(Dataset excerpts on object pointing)
-- Start --

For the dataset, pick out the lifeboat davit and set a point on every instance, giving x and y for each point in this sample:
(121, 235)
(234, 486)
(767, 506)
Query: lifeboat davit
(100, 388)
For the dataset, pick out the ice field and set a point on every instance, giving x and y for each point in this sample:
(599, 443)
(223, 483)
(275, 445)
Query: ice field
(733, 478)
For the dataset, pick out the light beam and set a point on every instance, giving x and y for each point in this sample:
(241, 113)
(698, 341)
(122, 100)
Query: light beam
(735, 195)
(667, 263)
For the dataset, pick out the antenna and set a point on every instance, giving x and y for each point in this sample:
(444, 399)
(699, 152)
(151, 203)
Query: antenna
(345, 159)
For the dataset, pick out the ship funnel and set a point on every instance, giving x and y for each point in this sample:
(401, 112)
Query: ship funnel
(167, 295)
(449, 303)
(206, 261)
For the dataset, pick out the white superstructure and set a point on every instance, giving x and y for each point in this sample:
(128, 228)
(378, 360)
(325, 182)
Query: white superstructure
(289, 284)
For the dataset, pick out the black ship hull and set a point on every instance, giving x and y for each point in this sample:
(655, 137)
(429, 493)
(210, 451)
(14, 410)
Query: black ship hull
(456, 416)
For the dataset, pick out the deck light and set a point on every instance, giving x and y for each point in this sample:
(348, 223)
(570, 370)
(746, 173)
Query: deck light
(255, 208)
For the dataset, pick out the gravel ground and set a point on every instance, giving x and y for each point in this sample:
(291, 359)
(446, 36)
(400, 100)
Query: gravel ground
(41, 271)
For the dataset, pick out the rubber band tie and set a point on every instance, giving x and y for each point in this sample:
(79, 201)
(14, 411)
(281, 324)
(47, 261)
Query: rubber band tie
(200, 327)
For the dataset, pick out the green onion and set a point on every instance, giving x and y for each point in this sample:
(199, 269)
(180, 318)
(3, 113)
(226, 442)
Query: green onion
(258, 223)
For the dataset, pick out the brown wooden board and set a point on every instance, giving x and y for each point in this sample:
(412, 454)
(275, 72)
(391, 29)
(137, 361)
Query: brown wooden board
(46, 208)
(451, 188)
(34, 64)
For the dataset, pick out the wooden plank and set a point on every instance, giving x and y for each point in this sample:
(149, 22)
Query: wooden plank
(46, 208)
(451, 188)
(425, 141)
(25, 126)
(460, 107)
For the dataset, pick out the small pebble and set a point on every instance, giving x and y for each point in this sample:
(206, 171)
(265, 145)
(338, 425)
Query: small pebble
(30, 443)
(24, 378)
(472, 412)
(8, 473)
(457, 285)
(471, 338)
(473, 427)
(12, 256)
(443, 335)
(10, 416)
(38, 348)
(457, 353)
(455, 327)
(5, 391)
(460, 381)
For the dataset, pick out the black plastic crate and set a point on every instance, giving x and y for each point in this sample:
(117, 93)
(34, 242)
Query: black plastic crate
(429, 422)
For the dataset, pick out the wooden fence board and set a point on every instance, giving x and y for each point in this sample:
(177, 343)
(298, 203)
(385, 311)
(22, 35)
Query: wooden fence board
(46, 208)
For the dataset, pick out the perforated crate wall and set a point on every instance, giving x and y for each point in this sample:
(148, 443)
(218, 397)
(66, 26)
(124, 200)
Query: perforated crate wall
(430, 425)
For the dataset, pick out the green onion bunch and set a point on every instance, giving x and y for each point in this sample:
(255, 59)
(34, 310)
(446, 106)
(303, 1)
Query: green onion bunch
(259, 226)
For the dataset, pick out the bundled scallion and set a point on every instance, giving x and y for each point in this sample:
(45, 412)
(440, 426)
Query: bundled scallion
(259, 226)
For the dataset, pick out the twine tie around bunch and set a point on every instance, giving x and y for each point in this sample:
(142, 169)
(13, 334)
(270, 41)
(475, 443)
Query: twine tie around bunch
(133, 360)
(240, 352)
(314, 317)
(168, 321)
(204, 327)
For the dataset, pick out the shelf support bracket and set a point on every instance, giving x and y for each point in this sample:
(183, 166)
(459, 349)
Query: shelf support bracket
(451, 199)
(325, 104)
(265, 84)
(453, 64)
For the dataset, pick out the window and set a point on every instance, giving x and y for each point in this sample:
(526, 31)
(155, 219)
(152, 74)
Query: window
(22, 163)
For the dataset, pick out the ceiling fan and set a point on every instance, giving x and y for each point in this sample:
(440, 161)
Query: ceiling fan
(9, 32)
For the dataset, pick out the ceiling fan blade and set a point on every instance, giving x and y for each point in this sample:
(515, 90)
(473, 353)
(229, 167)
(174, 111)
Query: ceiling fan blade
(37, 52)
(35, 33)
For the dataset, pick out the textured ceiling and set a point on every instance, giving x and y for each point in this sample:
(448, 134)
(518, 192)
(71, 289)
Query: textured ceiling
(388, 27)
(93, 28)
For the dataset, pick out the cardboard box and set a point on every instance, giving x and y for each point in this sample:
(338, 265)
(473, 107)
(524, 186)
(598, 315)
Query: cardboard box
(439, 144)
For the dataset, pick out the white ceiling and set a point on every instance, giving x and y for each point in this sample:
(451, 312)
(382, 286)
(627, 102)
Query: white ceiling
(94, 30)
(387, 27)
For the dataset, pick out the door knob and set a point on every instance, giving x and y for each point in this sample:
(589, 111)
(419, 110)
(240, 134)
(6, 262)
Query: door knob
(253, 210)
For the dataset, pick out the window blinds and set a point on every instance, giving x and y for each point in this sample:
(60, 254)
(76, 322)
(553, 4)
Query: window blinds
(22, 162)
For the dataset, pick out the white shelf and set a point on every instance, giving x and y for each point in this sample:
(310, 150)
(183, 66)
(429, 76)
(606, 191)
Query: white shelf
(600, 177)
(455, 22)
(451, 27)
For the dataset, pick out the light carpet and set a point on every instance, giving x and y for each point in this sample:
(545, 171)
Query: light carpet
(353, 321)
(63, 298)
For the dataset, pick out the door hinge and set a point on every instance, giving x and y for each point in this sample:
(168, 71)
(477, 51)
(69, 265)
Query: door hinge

-- End --

**Task statement:** Print the material once more, exactly.

**Correct output:**
For the dataset, pick out the lifeboat davit and set a point on every instance, giving x and y for each point in this sample:
(121, 235)
(234, 486)
(767, 506)
Query: lifeboat davit
(100, 388)
For the dataset, pick out the ice field and set a point on every instance, giving x and y for each point in this sample:
(599, 443)
(223, 483)
(275, 445)
Query: ice field
(733, 478)
For the dataset, pick out the light beam and set a point on every instance, giving x and y for each point in this sample:
(241, 113)
(698, 341)
(122, 100)
Query: light beam
(735, 195)
(667, 263)
For the dataset, pick out the antenna and set a point on every instance, giving x and y for each point in this sample:
(444, 399)
(699, 152)
(151, 203)
Query: antenna
(345, 159)
For the dataset, pick out the ship funnel and set a point on every instance, giving x and y for each point in this sample:
(401, 112)
Query: ship funnel
(167, 295)
(449, 303)
(206, 261)
For the dataset, pick out the white superstructure and set a point on every instance, giving x and y for each point in this sample:
(128, 228)
(378, 360)
(325, 182)
Query: white superstructure
(289, 284)
For the dataset, pick out the black ship hull and set a point on every instance, giving x and y for each point in this sample:
(655, 137)
(429, 493)
(210, 451)
(14, 410)
Query: black ship hull
(456, 416)
For the dataset, pick out the deck light and set a point on every instance, giving x and y for each point in this sample:
(348, 223)
(570, 370)
(746, 173)
Query: deck light
(255, 208)
For the dataset, pick out the gravel ground and set a point on every instance, giving x and y for each point in this sample:
(291, 359)
(446, 36)
(400, 100)
Query: gravel ground
(41, 271)
For the dataset, pick out the rubber band tie and set a point on every instance, giving x and y for each point in this sample:
(79, 201)
(14, 411)
(281, 324)
(47, 261)
Query: rubber band tie
(200, 327)
For the dataset, pick out the green onion and set a point on every instance, giving x and y for each point in this sample:
(199, 269)
(180, 318)
(3, 113)
(226, 442)
Query: green onion
(258, 223)
For the dataset, pick out the brown wooden board and set a point on every instance, giving x and y for each point in this sample:
(412, 454)
(275, 72)
(391, 29)
(137, 361)
Query: brown wooden board
(46, 208)
(451, 188)
(34, 64)
For the dataset, pick out the wooden plank and set a point on every instance, giving x and y for each point in this sample:
(149, 22)
Query: wooden plank
(46, 208)
(451, 188)
(425, 141)
(25, 126)
(460, 107)
For the dataset, pick out the small pebble and set a point on every instance, giving x and y for each point in this sample:
(206, 171)
(265, 145)
(338, 425)
Query: small pebble
(30, 443)
(24, 378)
(472, 412)
(8, 473)
(457, 285)
(471, 338)
(473, 427)
(12, 256)
(443, 335)
(10, 416)
(38, 348)
(457, 353)
(455, 327)
(5, 391)
(460, 381)
For the dataset, pick out the black plastic crate and set a point on every instance, giving x and y for each point in this sample:
(117, 93)
(34, 242)
Query: black plastic crate
(429, 422)
For the dataset, pick out the wooden fence board and set a point on every instance, giving x and y for each point in this sample:
(177, 343)
(298, 203)
(385, 311)
(22, 35)
Query: wooden fence board
(46, 208)
For the dataset, pick out the perforated crate wall and set a point on every instance, giving x and y for each point in this sample:
(148, 443)
(218, 397)
(66, 26)
(124, 200)
Query: perforated crate wall
(430, 425)
For the dataset, pick out the green onion bunch and set a point on every instance, giving x and y for each point in this sample:
(255, 59)
(34, 310)
(446, 106)
(303, 1)
Query: green onion bunch
(259, 226)
For the dataset, pick out the bundled scallion and set a point on every instance, giving x and y for each point in this sample:
(45, 412)
(440, 426)
Query: bundled scallion
(259, 226)
For the dataset, pick out the twine tie around bunch and set a point on every instance, giving x and y for each point in this sample:
(142, 169)
(13, 334)
(270, 41)
(475, 443)
Query: twine tie around bunch
(133, 360)
(240, 352)
(314, 317)
(168, 321)
(204, 327)
For the dataset, pick out the shelf support bracket and set a point on every instance, giving x and y for each point in this sample:
(183, 166)
(459, 349)
Query: shelf support bracket
(451, 199)
(325, 104)
(265, 84)
(453, 64)
For the dataset, pick out the window and set a point on every instance, giving x and y for each point in this sample:
(526, 31)
(155, 219)
(152, 74)
Query: window
(22, 163)
For the dataset, pick out the ceiling fan and set a point on every instance, giving x and y for each point in this sample:
(440, 161)
Query: ceiling fan
(9, 32)
For the dataset, pick out the ceiling fan blade and set a point on every instance, giving x and y for each point in this sample:
(515, 90)
(473, 353)
(229, 167)
(174, 111)
Query: ceiling fan blade
(37, 52)
(35, 33)
For the dataset, pick out the textured ceiling and set a point on every instance, giving x and y for each point in this sample:
(448, 134)
(518, 192)
(71, 289)
Query: textured ceiling
(388, 27)
(93, 28)
For the dataset, pick out the cardboard box and set a point on every instance, giving x and y for each point in this sample:
(338, 265)
(473, 107)
(524, 186)
(598, 315)
Query: cardboard box
(439, 144)
For the dataset, pick out the white ceiling and set a point on every instance, giving x and y for each point in this sample:
(451, 312)
(382, 286)
(627, 102)
Query: white ceiling
(94, 30)
(387, 27)
For the dataset, pick out the door knob and set a point on every instance, giving x and y for each point in this sample:
(589, 111)
(419, 110)
(240, 134)
(6, 262)
Query: door knob
(253, 210)
For the dataset, pick out the window blinds and set a point on every instance, giving x and y for each point in this sample:
(60, 254)
(76, 322)
(553, 4)
Query: window blinds
(22, 162)
For the dataset, pick out the white shelf and set a point on every instance, giving x and y for each point in this sample:
(310, 150)
(183, 66)
(429, 76)
(606, 191)
Query: white shelf
(600, 177)
(455, 22)
(451, 27)
For the dataset, pick out the light carpet and set a point on every instance, giving x and y for each point in this sample:
(545, 171)
Query: light carpet
(353, 321)
(63, 298)
For the dataset, pick out the door hinge and set a point on every instance, giving x and y for each point in this sample:
(168, 71)
(477, 51)
(69, 265)
Query: door hinge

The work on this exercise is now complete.